La transition se fera avec les entreprises ou ne se fera pas. Face à la crise sociale et aux déséquilibres environnementaux, les entreprises ont un rôle clé à jouer, qui répond d’ailleurs à une demande croissante portée par consommateurs, employés et même investisseurs, tous désormais attentifs à la durabilité des modèles économiques et à l’impact positif des entreprises sur la société. Cependant, nous ne pouvons que constater aujourd’hui le chemin qu’il reste encore à parcourir pour aligner l’ensemble de l’économie européenne sur nos objectifs de durabilité.

Une part croissante de l’économie offre pourtant de bonnes raisons d’espérer. Sur le continent, des dizaines de milliers d’entreprises, avec des formes et des modèles différents mais complémentaires, contribuent déjà positivement aux grands objectifs de transition de l’Union européenne. Ces entreprises pionnières sont de toutes tailles et opèrent dans tous les secteurs de l’économie, avec l’ambition de combiner performance économique et impact positif sur la société.

Elles mettent en œuvre des pratiques innovantes dans leurs activités, privilégient la circularité et les circuits courts, promeuvent la sobriété, les technologies durables, et mettent le partage et l’inclusivité au cœur de leurs modèles d’organisation. Par leur nature, elles contribuent à créer une économie plus juste et plus inclusive qui respecte les limites planétaires.

=-=-=

— Tâche A —
Relevez toutes les lignes ci-dessous qui contiennent la chaîne "calm".

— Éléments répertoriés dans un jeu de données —
=-=-=

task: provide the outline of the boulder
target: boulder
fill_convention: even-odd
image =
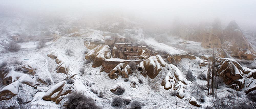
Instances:
[[[99,43],[97,42],[92,42],[85,41],[84,42],[84,44],[86,48],[90,50],[94,49],[99,45]]]
[[[66,81],[61,82],[50,88],[43,96],[43,99],[58,104],[63,96],[71,93],[72,87],[72,85],[67,83]]]
[[[221,59],[220,63],[216,61],[216,65],[220,66],[217,69],[218,75],[222,78],[225,84],[231,85],[230,87],[234,89],[239,86],[240,89],[244,87],[244,80],[243,77],[242,67],[235,60],[228,58]],[[238,89],[236,89],[237,90]]]
[[[246,77],[247,78],[250,78],[252,77],[253,75],[252,73],[251,72],[250,72],[247,74],[247,75],[246,76]]]
[[[62,73],[67,74],[69,71],[69,64],[65,62],[62,62],[57,65],[56,69],[57,70],[57,73]]]
[[[166,90],[169,90],[172,87],[172,85],[171,83],[174,82],[173,80],[173,76],[170,72],[168,72],[165,77],[164,78],[162,81],[161,85],[164,86],[164,88]]]
[[[198,107],[200,107],[201,106],[201,105],[198,104],[196,99],[194,96],[192,96],[190,98],[190,99],[189,99],[189,103],[191,104],[196,106]]]
[[[232,57],[250,60],[255,58],[256,51],[234,21],[230,22],[220,39],[224,50]]]
[[[142,64],[140,63],[143,63],[143,66],[140,66],[139,68],[144,68],[145,70],[142,71],[145,71],[147,75],[151,79],[154,79],[157,76],[162,70],[161,66],[165,67],[165,62],[159,55],[150,56],[141,62],[140,65],[142,65]]]

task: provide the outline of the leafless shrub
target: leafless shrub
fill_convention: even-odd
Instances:
[[[195,80],[196,79],[195,76],[193,75],[192,71],[191,70],[189,70],[185,74],[186,75],[186,78],[188,80],[191,81],[192,82]]]
[[[135,62],[130,63],[128,64],[128,65],[131,67],[131,69],[134,72],[136,70],[136,63],[135,63]]]
[[[48,78],[47,79],[45,80],[45,82],[49,84],[51,84],[52,83],[51,80],[51,79],[50,78]]]
[[[0,109],[3,109],[6,107],[5,106],[7,104],[5,100],[0,101]]]
[[[88,53],[88,52],[88,52],[88,51],[87,50],[86,50],[84,51],[84,52],[83,52],[83,54],[87,54],[87,53]]]
[[[198,93],[200,93],[202,90],[201,87],[200,86],[199,84],[196,83],[195,85],[192,87],[192,93],[196,94],[197,96],[198,96]]]
[[[38,49],[40,49],[45,46],[45,43],[46,42],[46,41],[45,40],[42,39],[40,39],[37,43],[36,48]]]
[[[20,48],[20,45],[18,43],[14,41],[11,41],[4,46],[5,49],[11,52],[17,52],[19,51]]]
[[[119,87],[117,88],[116,90],[114,92],[114,93],[116,95],[122,95],[125,90],[124,88],[121,87]]]
[[[137,101],[134,101],[130,104],[130,109],[140,109],[142,106],[142,104]]]
[[[67,83],[69,84],[72,84],[74,83],[74,81],[72,79],[70,79],[67,81]]]
[[[103,93],[102,92],[100,92],[100,93],[98,94],[98,97],[99,98],[103,98],[104,96],[103,95]]]
[[[66,50],[65,52],[66,52],[66,54],[69,56],[72,55],[74,53],[74,52],[73,52],[73,51],[70,49]]]
[[[4,61],[0,64],[0,69],[2,69],[4,67],[7,65],[7,62],[6,61]]]
[[[224,85],[224,83],[223,82],[223,79],[221,78],[218,76],[216,76],[215,78],[214,85],[215,85],[215,88],[218,91],[217,89],[219,88],[220,87]]]
[[[124,82],[126,82],[129,81],[129,79],[127,78],[125,78],[124,79]]]
[[[91,98],[84,95],[82,92],[75,91],[67,96],[67,109],[100,108]]]
[[[83,64],[84,65],[86,65],[91,63],[92,61],[92,59],[88,59],[87,60],[84,61],[83,62]]]
[[[229,108],[230,107],[228,102],[225,98],[216,98],[213,99],[211,105],[216,109]]]
[[[120,97],[114,98],[111,103],[111,106],[121,107],[123,106],[124,101]]]
[[[90,90],[91,92],[92,92],[94,93],[94,94],[98,94],[98,91],[97,90],[95,90],[92,89],[91,89],[91,90]]]
[[[256,102],[256,91],[251,92],[246,95],[246,98],[250,101]]]

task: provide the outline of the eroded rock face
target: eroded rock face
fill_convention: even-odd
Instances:
[[[219,59],[217,61],[219,62],[220,60],[222,60],[220,63],[216,63],[217,65],[220,66],[217,71],[224,82],[230,85],[230,88],[237,90],[242,89],[244,86],[244,80],[243,77],[242,66],[233,60],[225,58]]]
[[[55,59],[55,61],[57,64],[56,68],[57,72],[67,73],[69,71],[69,64],[65,62],[64,56],[59,54],[60,53],[57,52],[52,51],[47,55],[47,56]]]
[[[196,101],[196,99],[194,96],[192,96],[190,98],[190,99],[189,99],[189,103],[191,104],[196,106],[198,107],[200,107],[201,106]]]
[[[138,69],[139,71],[142,71],[144,74],[151,79],[154,79],[157,76],[158,73],[162,69],[161,67],[165,67],[165,63],[159,55],[151,56],[140,63]]]
[[[99,67],[102,65],[102,59],[111,57],[111,51],[107,45],[99,45],[90,51],[85,56],[87,60],[93,60],[92,66]]]
[[[61,82],[49,89],[43,96],[43,99],[57,104],[63,98],[62,96],[71,93],[72,87],[72,85],[68,84],[66,81]]]
[[[99,43],[97,42],[91,42],[89,41],[85,41],[84,42],[84,46],[87,49],[92,50],[98,46]]]
[[[172,54],[169,55],[167,57],[167,59],[171,63],[175,64],[179,62],[181,59],[183,58],[195,59],[196,58],[194,56],[189,54]]]

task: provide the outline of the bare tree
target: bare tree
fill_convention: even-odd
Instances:
[[[225,97],[228,99],[230,102],[231,102],[231,100],[234,99],[234,95],[231,94],[229,94],[228,95],[227,95]]]
[[[218,89],[224,85],[223,79],[218,76],[216,76],[214,78],[214,85],[216,90],[218,91]]]
[[[72,54],[74,53],[74,52],[73,52],[73,51],[70,49],[66,50],[66,54],[69,56],[72,55]]]
[[[213,99],[211,105],[216,109],[228,108],[229,106],[228,102],[225,98],[216,98]]]
[[[17,52],[20,48],[20,45],[17,42],[13,41],[11,41],[4,46],[4,48],[7,50],[11,52]]]

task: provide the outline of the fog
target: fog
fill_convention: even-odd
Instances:
[[[197,23],[211,22],[218,18],[224,26],[234,20],[243,28],[255,28],[255,0],[218,1],[1,0],[0,16],[75,15],[103,19],[116,16],[166,27],[171,26],[175,19],[186,24]]]

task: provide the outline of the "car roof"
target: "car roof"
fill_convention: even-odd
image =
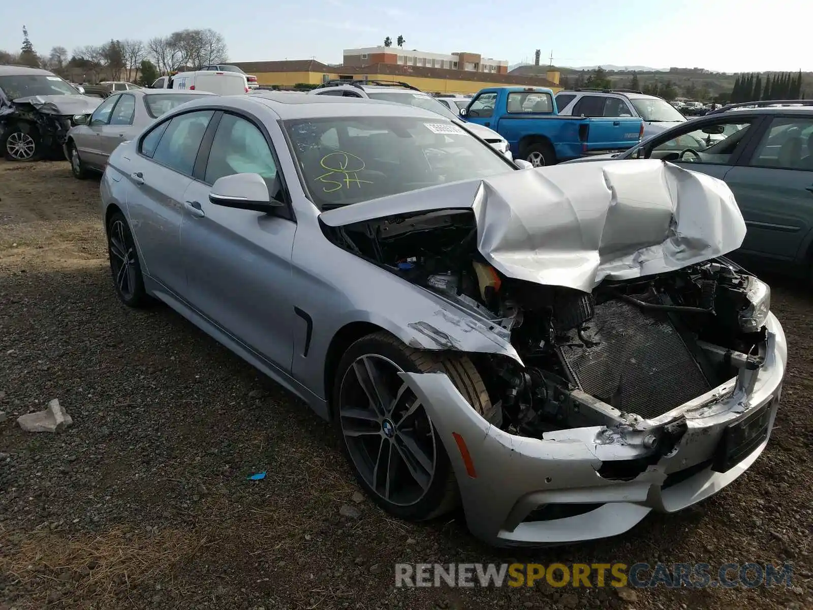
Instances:
[[[407,116],[449,120],[432,111],[415,106],[389,103],[374,99],[349,99],[331,95],[309,95],[304,93],[262,91],[242,95],[215,96],[215,98],[194,100],[189,103],[197,107],[231,107],[246,111],[263,106],[275,112],[283,120],[287,119],[329,118],[342,116]],[[190,107],[186,106],[186,109]]]
[[[41,70],[38,68],[28,68],[28,66],[0,66],[0,76],[19,76],[41,75],[43,76],[55,76],[54,72],[47,70]]]

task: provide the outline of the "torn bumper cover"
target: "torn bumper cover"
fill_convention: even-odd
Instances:
[[[401,373],[442,439],[472,532],[498,546],[621,534],[650,511],[674,512],[745,472],[773,426],[787,359],[771,314],[763,366],[653,420],[546,433],[506,433],[442,373]],[[659,447],[654,439],[673,435]],[[626,476],[628,475],[628,476]]]
[[[42,146],[61,151],[76,115],[89,115],[101,99],[85,95],[33,95],[0,102],[0,135],[15,123],[36,125]]]

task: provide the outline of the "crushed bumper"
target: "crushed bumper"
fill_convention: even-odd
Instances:
[[[755,378],[738,377],[684,405],[686,431],[677,445],[631,480],[598,471],[602,464],[651,453],[635,439],[665,417],[626,431],[596,426],[529,438],[491,425],[446,375],[401,374],[444,442],[475,535],[497,546],[589,540],[627,531],[652,510],[674,512],[699,502],[756,460],[773,427],[787,360],[785,333],[772,314],[766,327],[768,351]],[[726,429],[758,414],[767,420],[767,433],[733,467],[715,470]],[[459,448],[461,439],[470,461]]]

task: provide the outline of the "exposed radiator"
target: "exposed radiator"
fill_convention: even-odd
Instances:
[[[582,390],[620,411],[650,419],[711,389],[663,312],[614,299],[586,329],[598,345],[563,346],[563,359]]]

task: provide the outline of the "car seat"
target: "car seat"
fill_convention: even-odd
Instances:
[[[802,161],[802,144],[801,137],[791,137],[785,140],[779,150],[776,164],[780,168],[798,167]]]

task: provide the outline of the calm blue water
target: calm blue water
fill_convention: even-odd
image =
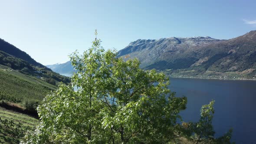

=-=-=

— Tâche B —
Renvoyez intégralement et sans modification le texte ci-dessus sur le rôle des entreprises dans la transition.

— Résultat attendu A —
task: provide the outline of the calm blue water
target: calm blue water

— Résultat attendu B —
La transition se fera avec les entreprises ou ne se fera pas. Face à la crise sociale et aux déséquilibres environnementaux, les entreprises ont un rôle clé à jouer, qui répond d’ailleurs à une demande croissante portée par consommateurs, employés et même investisseurs, tous désormais attentifs à la durabilité des modèles économiques et à l’impact positif des entreprises sur la société. Cependant, nous ne pouvons que constater aujourd’hui le chemin qu’il reste encore à parcourir pour aligner l’ensemble de l’économie européenne sur nos objectifs de durabilité.

Une part croissante de l’économie offre pourtant de bonnes raisons d’espérer. Sur le continent, des dizaines de milliers d’entreprises, avec des formes et des modèles différents mais complémentaires, contribuent déjà positivement aux grands objectifs de transition de l’Union européenne. Ces entreprises pionnières sont de toutes tailles et opèrent dans tous les secteurs de l’économie, avec l’ambition de combiner performance économique et impact positif sur la société.

Elles mettent en œuvre des pratiques innovantes dans leurs activités, privilégient la circularité et les circuits courts, promeuvent la sobriété, les technologies durables, et mettent le partage et l’inclusivité au cœur de leurs modèles d’organisation. Par leur nature, elles contribuent à créer une économie plus juste et plus inclusive qui respecte les limites planétaires.